§ **About this task**:
In the route page on ESM toy sequences, what kind of architecture does ESM-2 use to turn a protein sequence into embeddings?

§ **Passage**:
Content starts
Route 014: ESM Toy Sequences

RouteID: 014
Wall: Protein Representations (W05)
Grade: 5.6
Routesetter: Sarah
Time: 25 minutes
Dataset: Single toy protein sequence with precomputed ESM-2 outputs

Why this route exists

In this wall, you have begun working with proteins as sequences of letters and explored how biological information can be represented in structured, computational forms. At the most basic level, protein sequences can be treated as ordered lists of amino acids, where each position is handled independently.

Modern protein language models take a different approach. Instead of treating amino acids in isolation, they treat protein sequences as biological "sentences," where the meaning of each amino acid depends on its surrounding context. These models learn patterns across entire sequences, including long-range relationships that simple representations cannot capture.

ESM-2 is one such model. It uses a transformer architecture to convert a protein sequence into a set of numerical vectors called embeddings. These embeddings capture contextual information learned from large collections of protein sequences.
Content ends
§ **Information provided**:
Content starts
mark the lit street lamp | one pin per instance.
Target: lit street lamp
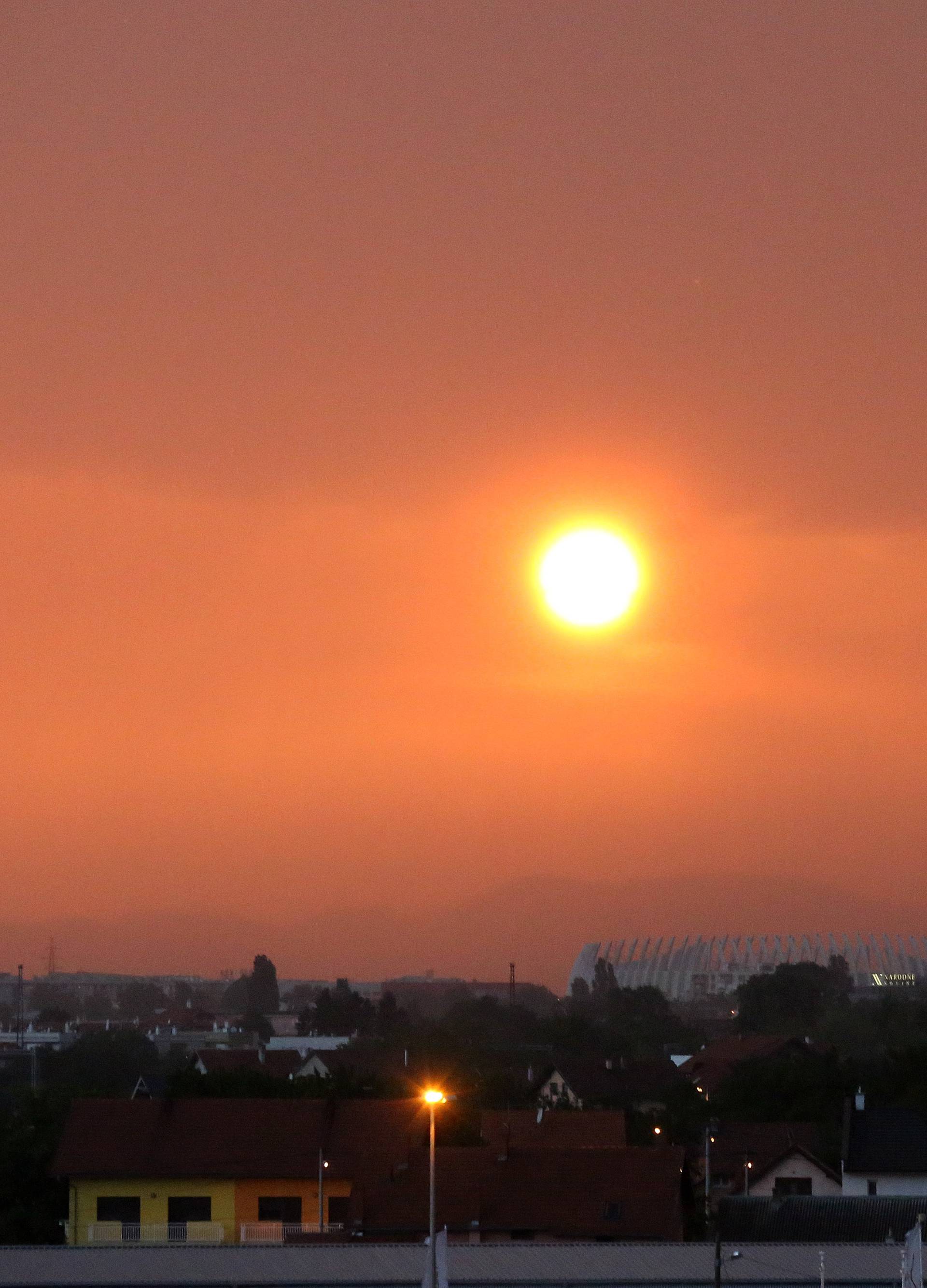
Content ends
§ **Answer box**:
A transformer architecture.